Saved data entries
┌────────
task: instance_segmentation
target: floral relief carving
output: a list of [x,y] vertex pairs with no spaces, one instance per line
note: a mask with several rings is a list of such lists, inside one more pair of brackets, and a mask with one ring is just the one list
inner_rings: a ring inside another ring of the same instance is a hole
└────────
### Request
Output every line of the items above as a numbered list, skipping any blank lines.

### Solved problem
1. task: instance_segmentation
2. target: floral relief carving
3. output: a list of [x,y] vertex pairs with no spaces, one instance per line
4. note: a mask with several rings is a list of such lists, inside one more pair of brackets, and a mask with one ring is just the one list
5. inner_rings: a ring inside another ring of the same instance is a hole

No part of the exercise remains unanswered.